Passage provided →

## Begin

Knowing that Facebook participates in the Slack channel named mapwithai_feedback (yet I and many others don’t; that dialog is effectively invisible to us), I have also invited Facebook to directly address that talk thread. I recognize that Slack channel, this Diary entry continuing AND suggesting a talk list rather clearly identifies how fragmented is this conversation — this is almost inevitable in a worldwide project and the many technologies / channels used to communicate about this new tool. However, I do ask that the most important “fruits of the conversation” are widely and freely disseminated to as large and diverse segments of the OSM community as is possible. I offer my perspective that this is a very helpful and informative Diary entry, along with the many entries that have followed DrishT’s initial submission; thanks to all who have spent the time to communicate these (partial) results of the mapwithai tool and its effectiveness in the form of this feedback.

Let’s keep the many channels of communication open and may there be much cross-pollination of subject matter and “fruits” of the conversation among them. Especially in the non-proprietary channels like talk and this Diary. (Slack and Facebook are proprietary communication technologies requiring a contractual obligation and some in an open project like OSM choose not to use these, or to minimize their use in conjunction with OSM).

Thank you for reading, SteveA OSM Contributor since 2009

Comment from DrishT on 6 August 2019 at 06:25

Hello Stevea,

Thank you for posting your thoughts and feedback. I wander if you can share a little more about the readership and engagement of the community as whole on the Talk List. What is it’s reach to the whole community and is it representative of the diverse community that is OSM today?

I agree that the community communications are fragmented and its hard to keep up but the team has been engaging in as many places as possible where we get reach outs with questions. That has ranged from Changeset comments, OSM Messages, Diary posts, Twitter, Whatsapp, Github, Facebook, Wiki’s, E-mail, Slack, Telegram and various Talk Lists all of which have active local OSM community groups. I think they are all quite visible to the community in question as well.

We chose to announce our work and engage the community by making an OSM Diary post that sits on openstreetmap.org because it’s safe to assume anyone who is using OSM knows where to find it and should have an easier barrier to comment and ask questions :) Not to mention its much easier to follow and respond, can incorporate visuals and is friendly for on demand translation for many people who don’t speak English as their first language.

I completely agree with you that we should keep the many channels of communication open. We are happy to answer any direct questions about our tools, data, processes and the people behind them.

Here is a summary of the quickest ways to reach us in addition to the ones on the diary post.

Look forward to chatting more.

Best, Drishtie

Comment from DrishT on 6 August 2019 at 06:30

Hello Smart D,

Thank you for sharing your feedback. It’s been great learning from you on the ground in Africa and working with you over the last several weeks.

## End

Data section →
## Begin

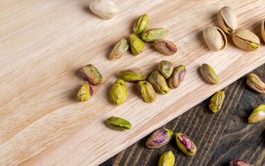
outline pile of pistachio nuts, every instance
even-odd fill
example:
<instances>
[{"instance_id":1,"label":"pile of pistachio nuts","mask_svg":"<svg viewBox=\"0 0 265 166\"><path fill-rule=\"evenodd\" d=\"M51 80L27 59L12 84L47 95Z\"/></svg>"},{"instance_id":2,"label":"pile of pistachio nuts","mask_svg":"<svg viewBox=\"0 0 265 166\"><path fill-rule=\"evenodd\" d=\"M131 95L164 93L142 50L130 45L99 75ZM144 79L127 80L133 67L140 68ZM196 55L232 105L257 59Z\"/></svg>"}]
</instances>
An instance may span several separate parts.
<instances>
[{"instance_id":1,"label":"pile of pistachio nuts","mask_svg":"<svg viewBox=\"0 0 265 166\"><path fill-rule=\"evenodd\" d=\"M105 5L112 6L112 15L106 14L102 8ZM105 6L105 7L104 7ZM102 7L103 6L103 7ZM96 0L90 5L90 9L99 17L108 19L119 13L119 8L110 0ZM109 10L109 9L108 9ZM203 30L203 36L209 48L213 51L223 50L227 46L227 38L225 33L232 35L232 39L236 46L246 50L257 50L260 44L259 37L246 29L237 29L238 24L236 15L232 8L225 6L218 13L218 21L221 28L207 26ZM265 42L265 19L262 24L262 35ZM155 48L166 55L172 55L177 51L176 45L170 41L164 40L169 30L164 28L154 28L146 30L149 24L147 15L143 15L135 21L133 33L130 35L130 46L126 39L118 41L109 54L110 59L118 59L130 47L133 55L137 55L144 50L144 43L153 42ZM214 70L207 64L203 64L200 68L201 77L204 80L214 85L219 83L219 78ZM85 81L80 88L77 95L79 101L87 101L93 95L93 89L90 84L99 85L103 83L102 75L93 64L83 66L80 75ZM120 105L126 100L127 90L125 82L136 83L139 95L146 102L153 102L156 100L156 93L166 94L169 91L169 86L178 88L183 81L186 75L186 68L183 65L173 67L168 61L161 61L158 64L158 70L153 71L147 81L146 75L139 68L130 68L119 73L117 79L110 91L110 100L116 105ZM250 73L247 76L247 85L254 91L265 93L265 84L255 74ZM218 112L225 98L223 91L217 91L211 98L210 109ZM262 104L254 109L248 118L249 123L256 123L265 119L265 105ZM126 131L132 127L131 123L121 118L112 116L107 120L110 127L115 130ZM197 147L187 136L181 133L175 133L178 148L187 156L193 156L197 151ZM173 133L166 129L159 129L148 138L146 145L148 148L159 148L166 145L173 138ZM172 151L163 154L159 160L158 166L173 166L175 158ZM230 163L230 166L251 166L253 165L241 160L234 160Z\"/></svg>"},{"instance_id":2,"label":"pile of pistachio nuts","mask_svg":"<svg viewBox=\"0 0 265 166\"><path fill-rule=\"evenodd\" d=\"M260 44L259 38L247 29L238 29L237 16L231 7L222 8L218 12L217 17L221 28L210 26L203 30L203 37L210 50L218 51L225 48L228 39L225 33L232 35L234 44L239 48L250 51L257 50ZM265 42L264 31L264 20L262 24L262 35Z\"/></svg>"}]
</instances>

## End

Job → Decide whether each of these statements agrees with the comments on the mapwithai tool, answering yes or no and quoting the words of the text that settle it. (a) SteveA has contributed to OSM since 2009. (b) DrishT's team announced its work through a Slack channel. (c) SteveA calls Slack and Facebook non-proprietary channels.

Result of this exercise →
(a) Yes: "SteveA OSM Contributor since 2009"
(b) No: "We chose to announce our work and engage the community by making an OSM Diary post that sits on openstreetmap.org"
(c) No: "Slack and Facebook are proprietary communication technologies requiring a contractual obligation"